* _Action item_
Scan the data below for the string "tall". Copy every line where it appears.

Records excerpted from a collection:

----------

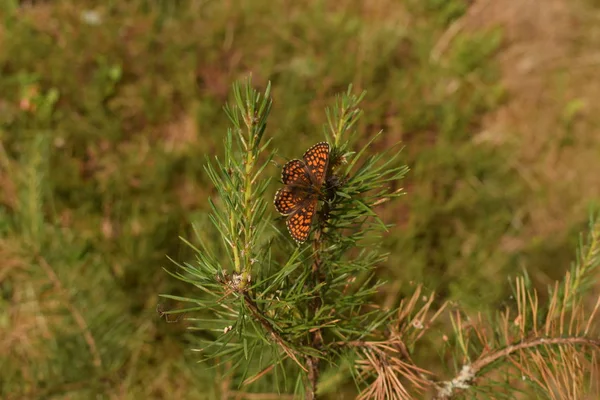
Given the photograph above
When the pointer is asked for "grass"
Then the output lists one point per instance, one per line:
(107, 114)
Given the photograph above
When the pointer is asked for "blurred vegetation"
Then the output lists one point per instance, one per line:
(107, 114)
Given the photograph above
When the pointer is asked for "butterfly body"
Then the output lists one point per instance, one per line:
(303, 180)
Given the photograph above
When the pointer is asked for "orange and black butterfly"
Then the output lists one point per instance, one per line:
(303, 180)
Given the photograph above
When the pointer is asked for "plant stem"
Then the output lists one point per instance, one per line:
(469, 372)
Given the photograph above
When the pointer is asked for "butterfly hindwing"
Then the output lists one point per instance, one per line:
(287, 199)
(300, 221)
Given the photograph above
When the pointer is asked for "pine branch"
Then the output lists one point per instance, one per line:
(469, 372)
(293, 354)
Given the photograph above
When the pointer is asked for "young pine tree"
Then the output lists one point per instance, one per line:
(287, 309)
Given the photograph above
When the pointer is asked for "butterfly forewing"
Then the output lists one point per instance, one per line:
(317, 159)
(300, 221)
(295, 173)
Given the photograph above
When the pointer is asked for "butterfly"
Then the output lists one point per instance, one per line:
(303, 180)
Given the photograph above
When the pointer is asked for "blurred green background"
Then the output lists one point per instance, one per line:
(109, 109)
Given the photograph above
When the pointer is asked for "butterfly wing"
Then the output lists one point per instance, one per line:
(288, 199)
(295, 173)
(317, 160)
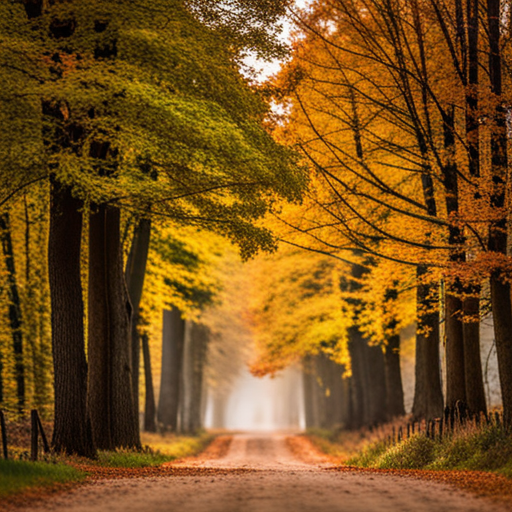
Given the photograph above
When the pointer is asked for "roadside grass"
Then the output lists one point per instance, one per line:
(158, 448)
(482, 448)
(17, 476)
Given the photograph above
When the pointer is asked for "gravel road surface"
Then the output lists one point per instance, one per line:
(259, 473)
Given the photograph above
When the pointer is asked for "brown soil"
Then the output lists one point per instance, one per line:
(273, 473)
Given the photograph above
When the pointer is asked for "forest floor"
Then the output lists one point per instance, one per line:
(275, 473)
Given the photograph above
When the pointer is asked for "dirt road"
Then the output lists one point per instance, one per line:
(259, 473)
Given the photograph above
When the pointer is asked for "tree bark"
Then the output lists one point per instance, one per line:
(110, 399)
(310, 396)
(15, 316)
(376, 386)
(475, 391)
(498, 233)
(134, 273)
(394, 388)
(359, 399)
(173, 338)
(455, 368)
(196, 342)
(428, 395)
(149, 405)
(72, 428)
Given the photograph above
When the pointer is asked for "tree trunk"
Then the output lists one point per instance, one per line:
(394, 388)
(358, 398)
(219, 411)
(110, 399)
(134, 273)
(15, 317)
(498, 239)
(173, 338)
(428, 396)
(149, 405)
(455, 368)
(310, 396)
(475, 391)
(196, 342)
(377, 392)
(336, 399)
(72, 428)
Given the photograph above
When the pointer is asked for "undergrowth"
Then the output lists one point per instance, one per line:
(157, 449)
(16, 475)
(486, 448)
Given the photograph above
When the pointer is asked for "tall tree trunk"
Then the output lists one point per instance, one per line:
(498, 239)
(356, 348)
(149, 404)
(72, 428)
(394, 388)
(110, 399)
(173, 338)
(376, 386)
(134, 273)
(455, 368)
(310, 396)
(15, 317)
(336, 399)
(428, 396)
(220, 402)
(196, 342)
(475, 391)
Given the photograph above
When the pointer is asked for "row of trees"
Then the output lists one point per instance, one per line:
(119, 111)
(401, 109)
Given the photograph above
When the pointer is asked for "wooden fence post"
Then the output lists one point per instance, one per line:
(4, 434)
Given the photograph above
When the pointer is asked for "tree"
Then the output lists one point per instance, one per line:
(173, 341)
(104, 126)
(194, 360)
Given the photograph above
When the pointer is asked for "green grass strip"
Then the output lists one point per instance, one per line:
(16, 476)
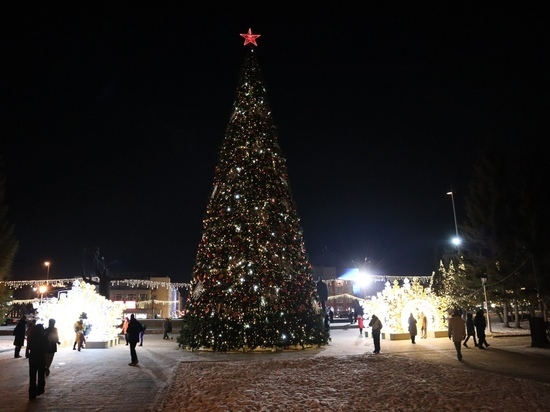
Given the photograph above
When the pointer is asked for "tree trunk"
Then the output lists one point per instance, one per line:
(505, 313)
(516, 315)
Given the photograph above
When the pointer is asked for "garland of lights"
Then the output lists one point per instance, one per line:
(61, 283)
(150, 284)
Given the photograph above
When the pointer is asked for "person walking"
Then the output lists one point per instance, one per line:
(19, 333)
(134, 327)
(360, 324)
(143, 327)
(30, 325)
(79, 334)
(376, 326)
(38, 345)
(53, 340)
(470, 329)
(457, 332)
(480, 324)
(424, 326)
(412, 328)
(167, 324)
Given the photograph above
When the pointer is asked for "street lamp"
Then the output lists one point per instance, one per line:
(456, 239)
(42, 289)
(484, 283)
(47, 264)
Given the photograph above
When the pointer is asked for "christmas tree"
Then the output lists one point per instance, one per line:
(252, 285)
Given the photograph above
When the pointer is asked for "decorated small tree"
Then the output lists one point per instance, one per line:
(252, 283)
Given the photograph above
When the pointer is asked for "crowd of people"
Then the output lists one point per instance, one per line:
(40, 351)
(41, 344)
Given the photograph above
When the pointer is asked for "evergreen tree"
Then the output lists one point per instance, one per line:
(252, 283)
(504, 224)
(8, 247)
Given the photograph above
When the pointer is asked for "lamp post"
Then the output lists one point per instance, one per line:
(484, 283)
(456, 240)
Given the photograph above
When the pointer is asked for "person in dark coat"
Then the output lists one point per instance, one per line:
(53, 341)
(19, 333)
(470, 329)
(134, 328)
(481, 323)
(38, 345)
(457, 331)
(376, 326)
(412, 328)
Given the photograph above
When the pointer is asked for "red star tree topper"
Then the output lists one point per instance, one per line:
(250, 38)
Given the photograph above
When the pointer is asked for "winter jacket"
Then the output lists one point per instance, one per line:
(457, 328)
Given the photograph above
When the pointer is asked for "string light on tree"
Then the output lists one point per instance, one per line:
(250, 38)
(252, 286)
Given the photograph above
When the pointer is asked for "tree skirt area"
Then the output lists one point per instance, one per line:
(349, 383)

----------

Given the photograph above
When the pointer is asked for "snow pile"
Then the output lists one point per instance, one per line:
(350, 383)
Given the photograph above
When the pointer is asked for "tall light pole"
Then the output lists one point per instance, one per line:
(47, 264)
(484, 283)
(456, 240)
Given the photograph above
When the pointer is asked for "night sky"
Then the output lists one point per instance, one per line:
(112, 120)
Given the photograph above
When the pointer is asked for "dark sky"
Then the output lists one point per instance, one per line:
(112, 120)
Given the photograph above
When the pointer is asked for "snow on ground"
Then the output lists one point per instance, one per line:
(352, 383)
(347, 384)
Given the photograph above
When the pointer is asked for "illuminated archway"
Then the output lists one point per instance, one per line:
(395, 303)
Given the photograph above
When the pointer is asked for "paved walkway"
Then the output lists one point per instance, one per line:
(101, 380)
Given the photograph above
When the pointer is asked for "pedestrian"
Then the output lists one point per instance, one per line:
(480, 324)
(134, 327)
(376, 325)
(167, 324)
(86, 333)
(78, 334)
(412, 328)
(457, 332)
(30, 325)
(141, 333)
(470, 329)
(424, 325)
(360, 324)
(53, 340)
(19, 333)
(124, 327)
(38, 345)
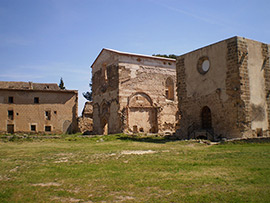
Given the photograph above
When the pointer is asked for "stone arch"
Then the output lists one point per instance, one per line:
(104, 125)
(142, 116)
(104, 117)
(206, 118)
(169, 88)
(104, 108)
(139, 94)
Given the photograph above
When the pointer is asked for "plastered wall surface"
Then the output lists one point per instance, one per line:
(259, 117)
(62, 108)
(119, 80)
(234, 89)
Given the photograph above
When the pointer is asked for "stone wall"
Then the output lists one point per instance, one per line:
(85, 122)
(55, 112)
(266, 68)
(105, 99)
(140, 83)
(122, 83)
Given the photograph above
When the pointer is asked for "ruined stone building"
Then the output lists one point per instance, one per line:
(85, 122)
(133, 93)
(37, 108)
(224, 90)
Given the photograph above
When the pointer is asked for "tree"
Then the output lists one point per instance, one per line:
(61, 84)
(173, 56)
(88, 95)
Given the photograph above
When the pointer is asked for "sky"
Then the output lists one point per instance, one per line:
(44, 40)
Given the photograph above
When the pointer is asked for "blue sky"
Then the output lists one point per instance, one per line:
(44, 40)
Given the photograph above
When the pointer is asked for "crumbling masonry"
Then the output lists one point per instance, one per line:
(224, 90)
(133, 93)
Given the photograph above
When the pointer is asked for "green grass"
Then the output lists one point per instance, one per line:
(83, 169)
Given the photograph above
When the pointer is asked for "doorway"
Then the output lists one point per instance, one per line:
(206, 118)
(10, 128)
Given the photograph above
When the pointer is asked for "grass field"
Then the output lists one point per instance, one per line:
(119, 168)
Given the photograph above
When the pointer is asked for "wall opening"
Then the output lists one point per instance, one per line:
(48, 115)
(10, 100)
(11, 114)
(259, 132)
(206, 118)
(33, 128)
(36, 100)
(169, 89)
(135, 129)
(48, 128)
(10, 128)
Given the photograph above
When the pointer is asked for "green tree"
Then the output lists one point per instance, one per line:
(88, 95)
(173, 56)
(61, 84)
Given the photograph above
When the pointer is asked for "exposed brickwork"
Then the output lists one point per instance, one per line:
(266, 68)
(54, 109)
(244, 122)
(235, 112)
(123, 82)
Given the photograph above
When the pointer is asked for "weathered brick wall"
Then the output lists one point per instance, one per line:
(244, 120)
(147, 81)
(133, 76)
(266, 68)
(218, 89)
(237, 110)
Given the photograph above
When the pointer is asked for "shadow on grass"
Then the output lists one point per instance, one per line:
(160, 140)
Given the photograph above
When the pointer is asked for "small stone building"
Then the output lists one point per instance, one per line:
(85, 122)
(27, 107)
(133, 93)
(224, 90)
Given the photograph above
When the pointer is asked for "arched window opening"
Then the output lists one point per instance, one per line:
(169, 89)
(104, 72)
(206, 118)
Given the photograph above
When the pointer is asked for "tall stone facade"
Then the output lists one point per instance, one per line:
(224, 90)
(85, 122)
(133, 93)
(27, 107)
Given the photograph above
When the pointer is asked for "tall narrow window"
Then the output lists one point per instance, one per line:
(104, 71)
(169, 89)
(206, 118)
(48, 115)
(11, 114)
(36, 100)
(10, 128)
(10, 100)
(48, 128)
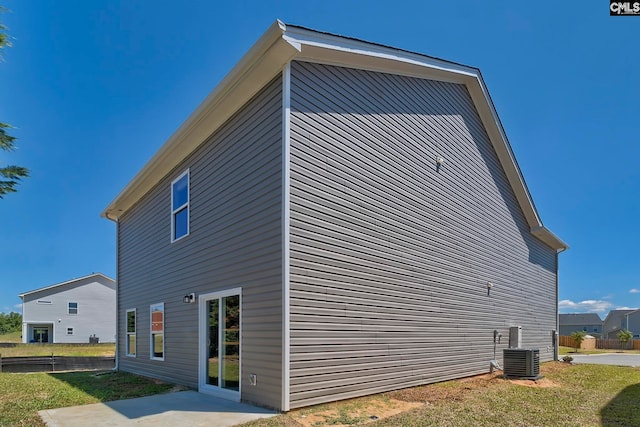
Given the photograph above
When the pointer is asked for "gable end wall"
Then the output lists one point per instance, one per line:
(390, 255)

----------

* _Exercise result_
When the pointer is asked for "tall tree trunk"
When the pointer is asked for "tall light pole"
When the pointer is asked for "tall stone facade"
When the pointer is asked for "tall narrow window"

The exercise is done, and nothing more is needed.